Reproduce every one of the lines below verbatim, without any alteration.
--- Supplied entries ---
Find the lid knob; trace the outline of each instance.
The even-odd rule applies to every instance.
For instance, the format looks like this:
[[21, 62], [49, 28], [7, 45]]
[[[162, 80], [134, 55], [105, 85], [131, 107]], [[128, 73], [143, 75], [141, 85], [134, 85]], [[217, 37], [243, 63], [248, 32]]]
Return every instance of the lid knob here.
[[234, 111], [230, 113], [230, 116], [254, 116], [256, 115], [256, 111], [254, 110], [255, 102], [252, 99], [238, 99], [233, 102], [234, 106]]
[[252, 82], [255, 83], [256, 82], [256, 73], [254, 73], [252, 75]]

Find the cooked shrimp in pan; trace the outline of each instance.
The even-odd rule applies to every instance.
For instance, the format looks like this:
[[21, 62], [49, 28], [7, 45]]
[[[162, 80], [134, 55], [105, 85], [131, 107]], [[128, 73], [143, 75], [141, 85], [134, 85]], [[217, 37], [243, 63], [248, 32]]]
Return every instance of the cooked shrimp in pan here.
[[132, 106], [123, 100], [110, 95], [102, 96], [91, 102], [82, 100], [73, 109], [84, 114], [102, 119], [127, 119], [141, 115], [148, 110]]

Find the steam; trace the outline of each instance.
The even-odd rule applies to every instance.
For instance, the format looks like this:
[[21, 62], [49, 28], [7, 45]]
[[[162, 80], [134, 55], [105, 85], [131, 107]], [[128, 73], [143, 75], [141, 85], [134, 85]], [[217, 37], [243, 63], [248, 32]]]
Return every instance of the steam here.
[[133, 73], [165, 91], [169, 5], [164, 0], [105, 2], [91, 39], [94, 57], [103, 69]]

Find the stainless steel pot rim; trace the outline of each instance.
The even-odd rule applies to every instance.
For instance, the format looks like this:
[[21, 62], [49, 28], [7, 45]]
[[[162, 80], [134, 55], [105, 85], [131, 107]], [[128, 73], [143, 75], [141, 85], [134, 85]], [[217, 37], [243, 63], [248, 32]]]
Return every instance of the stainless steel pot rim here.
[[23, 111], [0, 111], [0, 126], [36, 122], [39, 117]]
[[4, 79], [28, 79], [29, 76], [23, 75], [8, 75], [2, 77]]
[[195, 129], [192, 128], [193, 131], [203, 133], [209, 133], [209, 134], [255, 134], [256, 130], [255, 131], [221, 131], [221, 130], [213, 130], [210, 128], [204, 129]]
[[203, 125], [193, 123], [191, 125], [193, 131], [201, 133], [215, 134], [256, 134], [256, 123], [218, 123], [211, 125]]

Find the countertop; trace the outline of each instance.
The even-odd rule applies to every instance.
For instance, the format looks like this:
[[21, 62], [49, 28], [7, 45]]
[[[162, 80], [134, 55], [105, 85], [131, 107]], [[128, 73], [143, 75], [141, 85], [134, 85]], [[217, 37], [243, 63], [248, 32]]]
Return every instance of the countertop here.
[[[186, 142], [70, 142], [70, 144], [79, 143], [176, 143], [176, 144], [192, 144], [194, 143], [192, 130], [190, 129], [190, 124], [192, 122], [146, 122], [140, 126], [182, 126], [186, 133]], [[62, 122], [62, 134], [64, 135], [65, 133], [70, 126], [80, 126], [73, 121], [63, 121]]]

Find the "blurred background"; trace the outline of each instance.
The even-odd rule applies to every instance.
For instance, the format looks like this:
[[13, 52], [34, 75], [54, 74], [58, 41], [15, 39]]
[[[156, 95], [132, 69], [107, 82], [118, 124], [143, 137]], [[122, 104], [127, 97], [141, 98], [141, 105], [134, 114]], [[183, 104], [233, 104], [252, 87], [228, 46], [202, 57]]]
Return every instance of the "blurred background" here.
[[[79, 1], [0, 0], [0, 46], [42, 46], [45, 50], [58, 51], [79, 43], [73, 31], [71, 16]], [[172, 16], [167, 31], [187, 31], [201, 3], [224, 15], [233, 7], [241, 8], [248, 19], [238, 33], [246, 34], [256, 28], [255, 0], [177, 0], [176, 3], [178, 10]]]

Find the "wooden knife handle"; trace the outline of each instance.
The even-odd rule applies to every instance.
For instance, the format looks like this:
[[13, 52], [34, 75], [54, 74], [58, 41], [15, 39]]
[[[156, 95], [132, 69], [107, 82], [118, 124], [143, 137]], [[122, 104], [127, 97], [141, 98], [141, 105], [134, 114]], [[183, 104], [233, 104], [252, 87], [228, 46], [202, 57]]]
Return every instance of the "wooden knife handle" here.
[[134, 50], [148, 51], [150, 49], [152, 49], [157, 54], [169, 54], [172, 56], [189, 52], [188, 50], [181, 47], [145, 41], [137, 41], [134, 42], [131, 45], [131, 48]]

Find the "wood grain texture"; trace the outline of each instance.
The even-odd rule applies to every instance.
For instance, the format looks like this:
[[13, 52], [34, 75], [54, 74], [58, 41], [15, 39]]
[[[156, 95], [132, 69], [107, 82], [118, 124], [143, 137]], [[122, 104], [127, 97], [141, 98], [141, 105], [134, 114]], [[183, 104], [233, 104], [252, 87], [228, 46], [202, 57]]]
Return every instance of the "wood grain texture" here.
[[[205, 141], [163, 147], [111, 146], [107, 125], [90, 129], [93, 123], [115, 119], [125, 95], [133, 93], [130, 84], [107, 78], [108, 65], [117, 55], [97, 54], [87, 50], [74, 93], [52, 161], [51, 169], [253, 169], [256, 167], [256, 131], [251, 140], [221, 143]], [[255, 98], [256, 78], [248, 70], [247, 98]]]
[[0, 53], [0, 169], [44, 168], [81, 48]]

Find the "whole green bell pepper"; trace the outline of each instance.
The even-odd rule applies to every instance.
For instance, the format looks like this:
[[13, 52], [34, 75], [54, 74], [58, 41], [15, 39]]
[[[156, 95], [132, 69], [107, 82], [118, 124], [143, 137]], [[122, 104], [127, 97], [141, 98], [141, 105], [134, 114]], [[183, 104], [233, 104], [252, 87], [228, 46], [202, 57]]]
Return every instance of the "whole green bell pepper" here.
---
Task answer =>
Find the lid knob; trace the outline of each instance.
The even-odd rule applies to every instance.
For instance, the format looks like this:
[[21, 62], [49, 28], [7, 45]]
[[[162, 80], [134, 55], [105, 85], [131, 107]], [[128, 73], [143, 75], [141, 85], [134, 85]], [[217, 37], [243, 63], [248, 32]]]
Return every instance of the lid knob here.
[[234, 111], [230, 113], [230, 116], [254, 116], [256, 115], [256, 111], [254, 110], [255, 102], [252, 99], [238, 99], [233, 102], [234, 106]]
[[252, 82], [255, 83], [256, 82], [256, 73], [254, 73], [252, 75]]

Find the cooked shrimp in pan; trace the outline of each instance.
The even-odd rule applies to every instance.
For instance, the format looks like this:
[[21, 62], [49, 28], [7, 45]]
[[[162, 80], [134, 55], [105, 85], [131, 107]], [[128, 73], [143, 75], [141, 85], [134, 85]], [[217, 37], [243, 63], [248, 32]]]
Return every instance of the cooked shrimp in pan here.
[[132, 106], [123, 100], [110, 95], [102, 96], [91, 102], [82, 100], [73, 109], [84, 114], [102, 119], [127, 119], [141, 115], [148, 110]]

Find the steam; trace the outline of each instance.
The even-odd rule applies to every instance.
For instance, the format looks like this:
[[21, 62], [49, 28], [7, 45]]
[[[162, 80], [134, 55], [105, 85], [131, 107]], [[128, 73], [143, 75], [141, 85], [134, 85]], [[217, 37], [243, 63], [248, 32]]]
Return every instance of the steam here.
[[133, 73], [165, 91], [169, 5], [164, 0], [105, 2], [91, 39], [94, 57], [103, 69]]

Find the stainless steel pot rim; trace the outline of each instance.
The even-odd rule applies to every instance.
For instance, the format looks like this:
[[21, 62], [49, 28], [7, 45]]
[[[162, 80], [134, 55], [105, 85], [131, 107]], [[128, 73], [143, 75], [141, 85], [134, 85]], [[217, 37], [243, 63], [248, 32]]]
Return every instance of the stainless steel pot rim here.
[[23, 111], [0, 111], [0, 126], [36, 122], [39, 117]]
[[4, 79], [28, 79], [29, 76], [23, 75], [8, 75], [2, 77]]
[[195, 129], [192, 128], [193, 131], [203, 133], [209, 133], [209, 134], [255, 134], [256, 130], [255, 131], [221, 131], [221, 130], [213, 130], [210, 128], [204, 129]]
[[203, 125], [193, 123], [191, 125], [193, 131], [201, 133], [215, 134], [256, 134], [256, 123], [218, 123], [211, 125]]

Find the countertop; trace the outline of each instance.
The even-odd rule applies to every instance.
For instance, the format looks like this:
[[21, 62], [49, 28], [7, 45]]
[[[162, 80], [134, 55], [105, 85], [131, 107]], [[128, 73], [143, 75], [141, 85], [134, 85]], [[217, 37], [243, 63], [248, 32]]]
Return every instance of the countertop here.
[[[186, 142], [70, 142], [70, 144], [79, 143], [176, 143], [176, 144], [192, 144], [194, 143], [192, 130], [190, 129], [190, 124], [192, 122], [146, 122], [140, 126], [182, 126], [186, 133]], [[62, 122], [62, 134], [64, 135], [65, 133], [70, 126], [80, 126], [73, 121], [63, 121]]]

Find the "blurred background"; trace the outline of each instance.
The even-odd rule applies to every instance.
For instance, the format looks like this:
[[13, 52], [34, 75], [54, 74], [58, 41], [15, 39]]
[[[156, 95], [132, 69], [107, 82], [118, 124], [143, 137]], [[122, 104], [127, 97], [141, 98], [141, 105], [134, 114]], [[183, 104], [233, 104], [252, 87], [228, 46], [202, 57]]]
Return every instance of the "blurred background" here.
[[[79, 1], [0, 0], [0, 46], [42, 46], [45, 50], [58, 51], [79, 43], [73, 31], [71, 16]], [[172, 16], [167, 31], [187, 31], [201, 3], [224, 15], [233, 7], [241, 8], [248, 19], [238, 33], [246, 34], [256, 28], [255, 0], [177, 0], [176, 3], [178, 10]]]

Find the "wooden knife handle"; trace the outline of each instance.
The even-odd rule applies to every instance.
For instance, the format looks like this:
[[13, 52], [34, 75], [54, 74], [58, 41], [15, 39]]
[[[156, 95], [132, 69], [107, 82], [118, 124], [143, 137]], [[122, 104], [127, 97], [141, 98], [141, 105], [134, 114]], [[183, 104], [233, 104], [252, 87], [228, 46], [202, 57]]]
Return every instance of the "wooden knife handle" here.
[[134, 50], [148, 51], [150, 49], [152, 49], [157, 54], [169, 54], [172, 56], [189, 52], [188, 50], [181, 47], [145, 41], [137, 41], [134, 42], [131, 45], [131, 48]]

Find the "wood grain texture"; trace the outline of each instance.
The even-odd rule applies to every instance.
For instance, the format looks like this:
[[13, 52], [34, 75], [54, 74], [58, 41], [15, 39]]
[[[156, 95], [132, 69], [107, 82], [118, 124], [143, 137]], [[122, 104], [127, 97], [141, 98], [141, 105], [134, 114]], [[183, 104], [233, 104], [252, 87], [228, 46], [202, 57]]]
Return every instance of the "wood grain texture" here.
[[[205, 141], [163, 147], [111, 146], [107, 125], [90, 129], [93, 123], [115, 119], [125, 95], [133, 93], [130, 84], [107, 78], [108, 65], [117, 55], [97, 54], [87, 50], [74, 93], [52, 161], [51, 169], [253, 169], [256, 167], [256, 131], [251, 140], [221, 143]], [[255, 98], [256, 78], [248, 70], [247, 98]]]
[[0, 53], [0, 169], [44, 168], [81, 48]]

Find the "whole green bell pepper"; trace the outline of each instance.
The even-odd rule applies to every instance.
For instance, the format looks like this:
[[13, 52], [34, 75], [54, 74], [58, 41], [15, 39]]
[[[156, 95], [132, 69], [107, 82], [118, 124], [143, 137]], [[122, 104], [127, 97], [141, 98], [141, 105], [134, 114]], [[183, 104], [233, 104], [252, 87], [228, 46], [202, 57]]]
Return every instance of the "whole green bell pepper" here.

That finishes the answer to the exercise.